South African visual artist (born 1990)

Theophelus Rikhotso (born in 1990) is a South African visual artist known for his sculptural, mixed-media, and installation works exploring identity, land, heritage, and sociopolitical narratives in contemporary South Africa. His practice blends traditional rural influences from Limpopo with modern commentary on culture and the environment.

== Early life and education ==
Rikhotso was born in 1990 in Bungeni (Njhakanjhaka), Limpopo, South Africa. He developed an interest in art at the age of eight, inspired by his uncle, a self-taught artist.

He studied Fine and Applied Arts at the Tshwane University of Technology (TUT), where he completed a B-Tech degree in Sculpture.

== Career ==
Rikhotso is based in Pretoria, Gauteng, and works across sculpture, painting, and drawing. His art investigates the intersections of personal memory, ancestral connection, and the socio-economic conditions of post-apartheid South Africa. A recurring motif in his work is the shovel, which he uses as a symbol of labor, resilience, and strength. Another personal emblem is the African pied crow, known in Xitsonga as vukuvuku, representing spirituality and guidance.

-=-=-

Work to complete =
A) Translate this sentence from the biography of Theophelus Rikhotso into Spanish: "He developed an interest in art at the age of eight, inspired by his uncle, a self-taught artist."
B) According to the biography of Theophelus Rikhotso, what does the shovel symbolize in his work?
C) Continue the biography of the artist Theophelus Rikhotso from where it stops.

Image point grounding data:
-=-=-

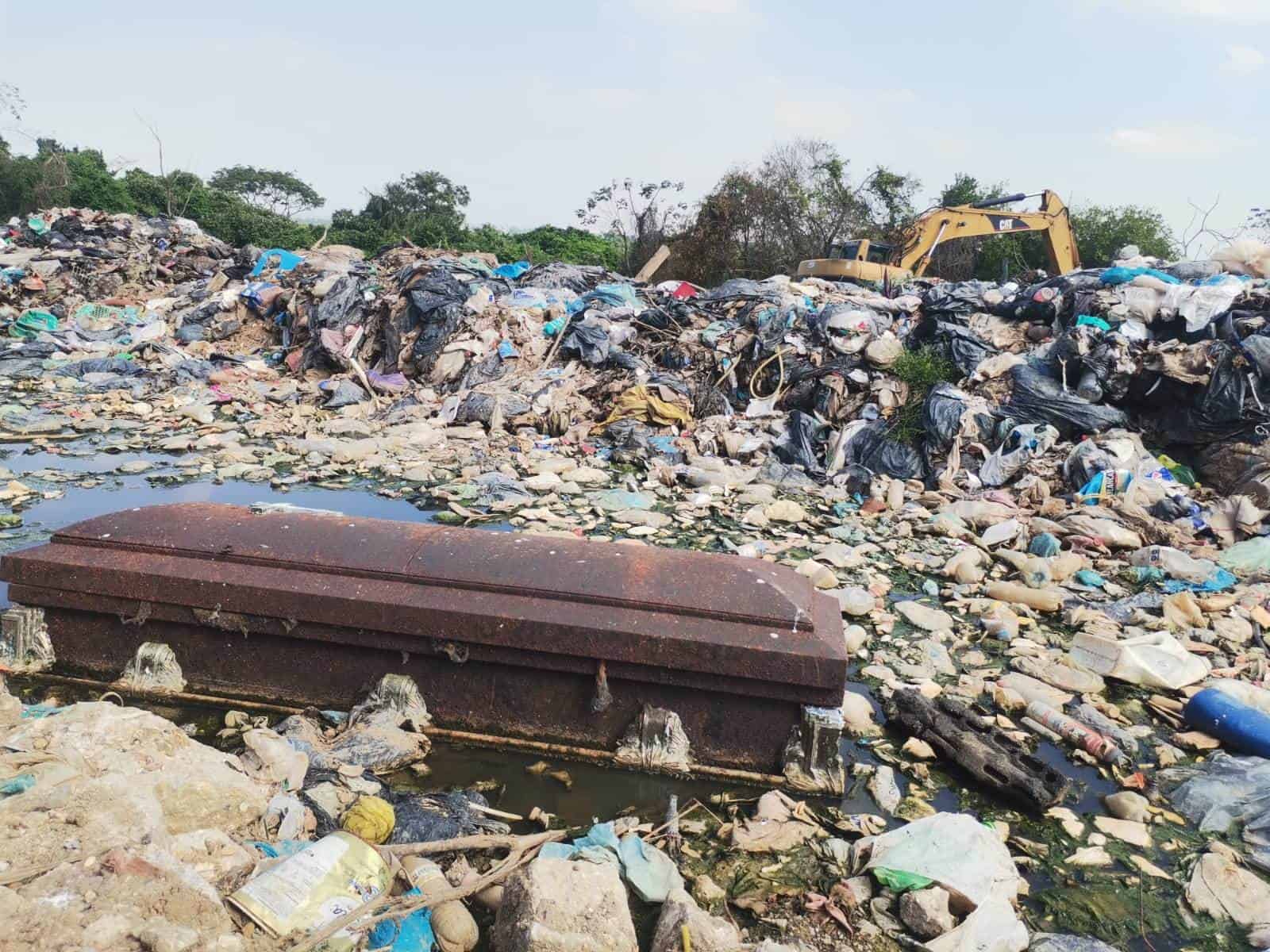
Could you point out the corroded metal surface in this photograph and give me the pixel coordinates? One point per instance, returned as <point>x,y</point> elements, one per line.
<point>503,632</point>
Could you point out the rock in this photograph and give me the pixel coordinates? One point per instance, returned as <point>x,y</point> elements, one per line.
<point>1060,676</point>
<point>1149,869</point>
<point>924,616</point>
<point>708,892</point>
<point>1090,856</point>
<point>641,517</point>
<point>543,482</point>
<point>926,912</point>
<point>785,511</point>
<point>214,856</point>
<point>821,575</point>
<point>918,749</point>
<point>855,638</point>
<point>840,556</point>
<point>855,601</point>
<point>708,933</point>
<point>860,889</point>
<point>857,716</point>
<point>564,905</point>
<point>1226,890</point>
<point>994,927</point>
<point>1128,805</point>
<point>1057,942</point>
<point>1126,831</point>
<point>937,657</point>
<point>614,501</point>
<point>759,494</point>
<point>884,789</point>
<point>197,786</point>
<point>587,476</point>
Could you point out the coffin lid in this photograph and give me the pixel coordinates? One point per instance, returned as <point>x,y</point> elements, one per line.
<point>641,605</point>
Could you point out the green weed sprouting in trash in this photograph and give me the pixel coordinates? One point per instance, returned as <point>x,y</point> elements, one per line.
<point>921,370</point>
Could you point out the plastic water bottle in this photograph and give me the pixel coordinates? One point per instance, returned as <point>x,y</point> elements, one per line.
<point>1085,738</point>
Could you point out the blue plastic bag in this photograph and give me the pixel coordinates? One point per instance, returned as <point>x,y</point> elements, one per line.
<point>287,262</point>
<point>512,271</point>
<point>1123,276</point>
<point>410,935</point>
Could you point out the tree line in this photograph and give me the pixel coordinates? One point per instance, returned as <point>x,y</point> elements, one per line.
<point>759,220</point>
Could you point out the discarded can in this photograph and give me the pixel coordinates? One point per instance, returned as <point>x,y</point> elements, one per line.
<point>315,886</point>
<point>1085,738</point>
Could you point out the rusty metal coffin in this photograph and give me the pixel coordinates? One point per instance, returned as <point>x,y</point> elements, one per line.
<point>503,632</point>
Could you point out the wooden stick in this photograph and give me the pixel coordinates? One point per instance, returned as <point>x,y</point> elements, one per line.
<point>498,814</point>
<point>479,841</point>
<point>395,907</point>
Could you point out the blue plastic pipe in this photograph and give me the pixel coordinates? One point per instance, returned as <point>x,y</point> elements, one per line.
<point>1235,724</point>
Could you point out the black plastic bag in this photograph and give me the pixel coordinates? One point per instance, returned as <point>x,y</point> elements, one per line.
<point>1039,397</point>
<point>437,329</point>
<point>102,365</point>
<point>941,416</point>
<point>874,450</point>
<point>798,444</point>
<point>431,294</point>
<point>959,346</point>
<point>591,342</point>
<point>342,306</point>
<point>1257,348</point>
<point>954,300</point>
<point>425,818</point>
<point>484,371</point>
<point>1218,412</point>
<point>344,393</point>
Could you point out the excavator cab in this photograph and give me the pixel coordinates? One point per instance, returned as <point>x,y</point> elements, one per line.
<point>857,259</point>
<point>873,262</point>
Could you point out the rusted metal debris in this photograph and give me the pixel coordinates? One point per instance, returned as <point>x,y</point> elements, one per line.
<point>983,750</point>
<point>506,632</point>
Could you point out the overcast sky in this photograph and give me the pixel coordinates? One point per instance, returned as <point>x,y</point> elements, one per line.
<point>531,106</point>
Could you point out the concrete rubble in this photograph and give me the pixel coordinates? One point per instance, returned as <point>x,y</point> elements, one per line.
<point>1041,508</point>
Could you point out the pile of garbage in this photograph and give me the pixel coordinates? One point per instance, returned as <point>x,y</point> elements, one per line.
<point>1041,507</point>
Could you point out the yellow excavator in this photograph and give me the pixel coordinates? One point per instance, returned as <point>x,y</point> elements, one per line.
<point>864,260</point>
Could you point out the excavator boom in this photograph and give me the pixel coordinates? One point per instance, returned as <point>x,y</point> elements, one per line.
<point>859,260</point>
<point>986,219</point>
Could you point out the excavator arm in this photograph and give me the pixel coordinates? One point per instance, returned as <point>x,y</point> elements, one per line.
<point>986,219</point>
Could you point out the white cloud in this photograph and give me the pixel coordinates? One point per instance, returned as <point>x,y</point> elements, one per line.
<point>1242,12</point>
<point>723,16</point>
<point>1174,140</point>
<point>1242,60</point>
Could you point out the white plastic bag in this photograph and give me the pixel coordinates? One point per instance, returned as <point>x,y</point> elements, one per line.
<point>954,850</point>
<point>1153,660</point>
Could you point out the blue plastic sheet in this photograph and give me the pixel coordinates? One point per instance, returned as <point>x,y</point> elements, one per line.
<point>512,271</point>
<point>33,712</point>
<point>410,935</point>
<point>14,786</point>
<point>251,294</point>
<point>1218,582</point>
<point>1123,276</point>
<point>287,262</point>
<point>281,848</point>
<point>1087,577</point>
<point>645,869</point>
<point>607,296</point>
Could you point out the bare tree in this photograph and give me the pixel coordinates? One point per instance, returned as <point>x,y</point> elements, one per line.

-=-=-

Responses by item number =
A) Desarrolló un interés por el arte a los ocho años, inspirado por su tío, un artista autodidacta.

B) The shovel symbolizes labor, resilience, and strength.

C)
His approach often combines industrial and organic materials, including steel, charcoal, canvas, and found objects. In his 2021 work African Pied Crow on a Shovel, he melted a hard hat onto a ready-made shovel as a commentary on labor and identity. Rikhotso has been featured in several exhibitions across South Africa, including solo and group presentations at The Viewing Room Art Gallery, Pretoria Art Museum, WORLDART Gallery in Cape Town as well as Vrede Art Gallery and others. He has exhibited with artists such as Bongiwe Dlomo-Mautloa, Jeanette Unite, Bongi Dube, and Jeff Allan at the Turbine Art Fair in Johannesburg in 2023.

== Artistic style and themes ==
Rikhotso’s work explores the tension between the modern and the ancestral, drawing from his upbringing in a rural landscape. His sculptures and drawings often include bird forms, tools, and abstracted human shapes to address broader questions of land, identity, and spirituality. He describes his process as “listening to the land,” translating lived experience into visual narratives that challenge social taboos and colonial frameworks of representation.

== Exhibitions ==

=== Selected exhibitions ===

- CROSSROADS: Tsela tse pedi, The Viewing Room Art Gallery, Pretoria (2024)
- Echoes of Place, The Viewing Room Art Gallery, Pretoria (2024)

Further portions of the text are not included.